- The tissues of the periodontium combine to form an active, dynamic group of tissues. The alveolar bone (C) is surrounded for the most part by the subepithelial connective tissue of the gingiva, which in turn is covered by the various characteristic gingival epithelia. The cementum overlaying the tooth root is attached to the adjacent cortical surface of the alveolar bone by the alveolar crest (I), horizontal (J) and oblique (K) fibers of the periodontal ligament.

Details

Identifiers
- Latin: periodontium
- MeSH: D010519
- TA98: A05.1.03.058 A03.1.03.002
- TA2: 2819

= Periodontium =

Tissues surrounding the teeth

The periodontium (from Greek περί (peri-) 'around' and -odont 'tooth') is the specialized tissues that both surround and support the teeth, maintaining them in the maxillary and mandibular bones. Periodontics is the dental specialty that relates specifically to the care and maintenance of these tissues. It provides the support necessary to maintain teeth in function. It consists of four principal components, namely:
- Gingiva (the gums)
- Periodontal ligament (PDL)
- Cementum
- Alveolar bone proper

Each of these components is distinct in location, architecture, and biochemical properties, which adapt during the life of the structure. For example, as teeth respond to forces or migrate medially, bone resorbs on the pressure side and is added on the tension side. Cementum similarly adapts to wear on the occlusal surfaces of the teeth by apical deposition. The periodontal ligament in itself is an area of high turnover that allows the tooth not only to be suspended in the alveolar bone but also to respond to the forces. Thus, although seemingly static and having functions of their own, all of these components function as a single unit.
The Wnt signaling antagonist Sfrp3/Frzb has been recently discovered as an early developmental marker of the periodontium.

==External forces and the periodontium==

The periodontium exists for the purpose of supporting teeth during their function and it depends on the stimulation it receives from the function for preservation of its structure. Therefore, a constant state of balance always exists between the periodontal structures and the external forces.

Provided material:
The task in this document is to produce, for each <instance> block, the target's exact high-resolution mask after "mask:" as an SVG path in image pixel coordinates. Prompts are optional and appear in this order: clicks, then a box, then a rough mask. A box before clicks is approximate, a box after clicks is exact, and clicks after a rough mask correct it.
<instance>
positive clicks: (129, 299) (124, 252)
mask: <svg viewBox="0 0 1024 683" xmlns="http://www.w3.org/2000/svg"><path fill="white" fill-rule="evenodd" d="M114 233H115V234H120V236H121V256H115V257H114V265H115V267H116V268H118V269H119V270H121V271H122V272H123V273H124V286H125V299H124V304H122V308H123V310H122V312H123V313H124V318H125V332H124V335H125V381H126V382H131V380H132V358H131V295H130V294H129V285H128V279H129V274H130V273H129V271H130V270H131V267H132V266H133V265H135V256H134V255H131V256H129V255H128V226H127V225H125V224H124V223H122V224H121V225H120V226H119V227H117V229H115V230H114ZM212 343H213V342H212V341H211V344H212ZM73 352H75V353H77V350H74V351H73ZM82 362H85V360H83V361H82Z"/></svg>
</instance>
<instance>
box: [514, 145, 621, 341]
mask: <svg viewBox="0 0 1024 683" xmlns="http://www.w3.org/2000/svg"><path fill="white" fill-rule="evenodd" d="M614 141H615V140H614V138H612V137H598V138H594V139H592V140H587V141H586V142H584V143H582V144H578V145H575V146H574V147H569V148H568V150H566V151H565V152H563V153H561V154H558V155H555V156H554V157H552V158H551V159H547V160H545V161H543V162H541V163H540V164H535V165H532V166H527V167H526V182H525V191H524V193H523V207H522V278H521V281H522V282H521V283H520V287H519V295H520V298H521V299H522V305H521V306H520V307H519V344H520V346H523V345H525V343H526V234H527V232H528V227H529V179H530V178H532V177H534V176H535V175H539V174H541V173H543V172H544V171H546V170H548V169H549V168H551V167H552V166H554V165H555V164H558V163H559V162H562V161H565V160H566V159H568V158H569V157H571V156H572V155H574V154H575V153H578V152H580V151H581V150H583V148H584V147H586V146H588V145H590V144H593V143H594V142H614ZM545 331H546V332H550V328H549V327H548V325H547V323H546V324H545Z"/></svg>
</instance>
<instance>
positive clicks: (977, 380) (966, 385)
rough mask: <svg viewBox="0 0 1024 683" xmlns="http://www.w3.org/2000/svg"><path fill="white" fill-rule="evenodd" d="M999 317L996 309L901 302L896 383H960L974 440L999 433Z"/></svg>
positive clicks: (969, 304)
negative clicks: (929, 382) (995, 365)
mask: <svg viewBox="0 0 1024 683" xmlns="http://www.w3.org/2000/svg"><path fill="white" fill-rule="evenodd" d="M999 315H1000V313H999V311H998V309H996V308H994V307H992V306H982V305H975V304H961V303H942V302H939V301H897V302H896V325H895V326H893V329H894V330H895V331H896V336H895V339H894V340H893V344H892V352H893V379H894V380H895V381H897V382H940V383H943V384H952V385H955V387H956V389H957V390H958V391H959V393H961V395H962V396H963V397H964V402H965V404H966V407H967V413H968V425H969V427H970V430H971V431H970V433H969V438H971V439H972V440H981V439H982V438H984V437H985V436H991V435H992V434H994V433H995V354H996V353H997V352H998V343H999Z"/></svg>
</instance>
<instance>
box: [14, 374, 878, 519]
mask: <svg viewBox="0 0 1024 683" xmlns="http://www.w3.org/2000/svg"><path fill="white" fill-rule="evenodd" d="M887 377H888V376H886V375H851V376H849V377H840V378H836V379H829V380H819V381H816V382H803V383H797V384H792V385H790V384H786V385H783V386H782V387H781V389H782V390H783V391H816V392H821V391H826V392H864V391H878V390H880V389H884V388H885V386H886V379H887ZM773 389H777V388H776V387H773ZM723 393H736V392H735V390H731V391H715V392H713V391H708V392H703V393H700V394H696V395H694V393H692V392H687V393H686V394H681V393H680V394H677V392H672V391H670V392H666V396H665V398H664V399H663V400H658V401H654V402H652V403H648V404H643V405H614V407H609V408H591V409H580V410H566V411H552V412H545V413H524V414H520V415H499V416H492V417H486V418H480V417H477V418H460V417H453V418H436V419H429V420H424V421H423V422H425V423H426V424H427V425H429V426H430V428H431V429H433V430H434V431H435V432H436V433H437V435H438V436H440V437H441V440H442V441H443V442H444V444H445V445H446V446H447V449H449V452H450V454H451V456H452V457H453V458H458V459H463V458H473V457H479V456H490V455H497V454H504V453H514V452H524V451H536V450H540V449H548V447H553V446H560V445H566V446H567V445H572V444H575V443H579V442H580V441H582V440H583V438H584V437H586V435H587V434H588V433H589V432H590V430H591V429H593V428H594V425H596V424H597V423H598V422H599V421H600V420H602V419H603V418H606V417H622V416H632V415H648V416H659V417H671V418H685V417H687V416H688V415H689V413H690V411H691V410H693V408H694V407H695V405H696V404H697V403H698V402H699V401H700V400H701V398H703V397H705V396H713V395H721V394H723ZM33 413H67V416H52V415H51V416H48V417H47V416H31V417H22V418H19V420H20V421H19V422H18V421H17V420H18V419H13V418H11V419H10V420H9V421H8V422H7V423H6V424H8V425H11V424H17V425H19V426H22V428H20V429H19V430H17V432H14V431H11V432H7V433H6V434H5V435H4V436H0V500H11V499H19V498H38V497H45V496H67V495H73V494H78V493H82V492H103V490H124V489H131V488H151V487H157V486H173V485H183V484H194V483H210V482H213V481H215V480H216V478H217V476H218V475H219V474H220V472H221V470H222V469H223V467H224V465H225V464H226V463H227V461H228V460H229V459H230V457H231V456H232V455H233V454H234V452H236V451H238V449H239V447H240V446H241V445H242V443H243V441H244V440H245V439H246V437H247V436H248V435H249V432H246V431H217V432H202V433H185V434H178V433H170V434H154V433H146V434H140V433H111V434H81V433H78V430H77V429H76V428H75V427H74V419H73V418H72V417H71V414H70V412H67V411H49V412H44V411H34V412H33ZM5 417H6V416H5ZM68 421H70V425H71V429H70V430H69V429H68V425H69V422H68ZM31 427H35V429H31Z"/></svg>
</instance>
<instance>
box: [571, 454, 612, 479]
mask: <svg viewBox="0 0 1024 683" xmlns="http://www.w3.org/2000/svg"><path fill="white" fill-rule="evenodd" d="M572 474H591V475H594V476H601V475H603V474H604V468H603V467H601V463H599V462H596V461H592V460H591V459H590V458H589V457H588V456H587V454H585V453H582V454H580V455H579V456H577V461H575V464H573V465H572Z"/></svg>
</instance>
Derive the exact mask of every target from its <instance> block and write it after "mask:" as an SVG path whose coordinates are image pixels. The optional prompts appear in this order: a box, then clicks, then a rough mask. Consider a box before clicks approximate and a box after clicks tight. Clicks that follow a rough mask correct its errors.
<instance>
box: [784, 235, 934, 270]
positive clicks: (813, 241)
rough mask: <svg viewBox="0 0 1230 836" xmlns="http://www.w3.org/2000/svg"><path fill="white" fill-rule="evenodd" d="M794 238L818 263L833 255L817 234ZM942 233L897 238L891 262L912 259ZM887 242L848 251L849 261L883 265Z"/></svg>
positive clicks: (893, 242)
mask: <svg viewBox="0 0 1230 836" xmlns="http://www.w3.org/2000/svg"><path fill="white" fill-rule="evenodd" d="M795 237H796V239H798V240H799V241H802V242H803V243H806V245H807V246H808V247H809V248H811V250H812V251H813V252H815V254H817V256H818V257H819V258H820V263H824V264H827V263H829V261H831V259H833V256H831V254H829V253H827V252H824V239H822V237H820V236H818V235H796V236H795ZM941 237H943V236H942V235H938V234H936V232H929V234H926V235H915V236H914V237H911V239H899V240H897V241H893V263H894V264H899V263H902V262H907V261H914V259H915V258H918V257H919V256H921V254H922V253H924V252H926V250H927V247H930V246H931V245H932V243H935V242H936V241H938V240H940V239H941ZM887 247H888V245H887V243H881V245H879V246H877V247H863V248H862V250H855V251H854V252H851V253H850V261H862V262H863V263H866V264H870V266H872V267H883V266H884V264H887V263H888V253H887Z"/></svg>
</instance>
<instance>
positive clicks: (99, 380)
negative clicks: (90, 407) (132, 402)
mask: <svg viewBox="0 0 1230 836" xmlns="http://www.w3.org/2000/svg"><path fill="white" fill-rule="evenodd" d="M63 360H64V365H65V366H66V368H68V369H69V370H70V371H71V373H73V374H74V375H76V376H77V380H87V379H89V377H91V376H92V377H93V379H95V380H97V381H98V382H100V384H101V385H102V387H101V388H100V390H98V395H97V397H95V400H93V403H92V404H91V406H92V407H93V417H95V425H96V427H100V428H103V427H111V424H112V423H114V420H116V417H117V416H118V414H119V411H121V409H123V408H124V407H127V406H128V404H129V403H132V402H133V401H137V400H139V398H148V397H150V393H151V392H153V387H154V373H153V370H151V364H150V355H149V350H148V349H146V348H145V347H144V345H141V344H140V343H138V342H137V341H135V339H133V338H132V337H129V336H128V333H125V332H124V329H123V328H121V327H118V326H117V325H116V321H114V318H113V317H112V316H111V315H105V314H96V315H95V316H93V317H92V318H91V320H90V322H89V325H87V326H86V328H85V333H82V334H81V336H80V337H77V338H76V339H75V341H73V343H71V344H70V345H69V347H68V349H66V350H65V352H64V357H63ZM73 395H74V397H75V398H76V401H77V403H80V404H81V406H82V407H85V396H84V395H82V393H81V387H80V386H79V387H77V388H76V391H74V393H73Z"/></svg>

Task to complete: According to the text on the periodontium, why does a constant state of balance exist between the periodontal structures and external forces? Answer in one to three sentences.

Problem solution: The periodontium exists to support the teeth while they function, and it depends on the stimulation it gets from that function to keep its structure. For this reason, the periodontal structures and the external forces are always in balance.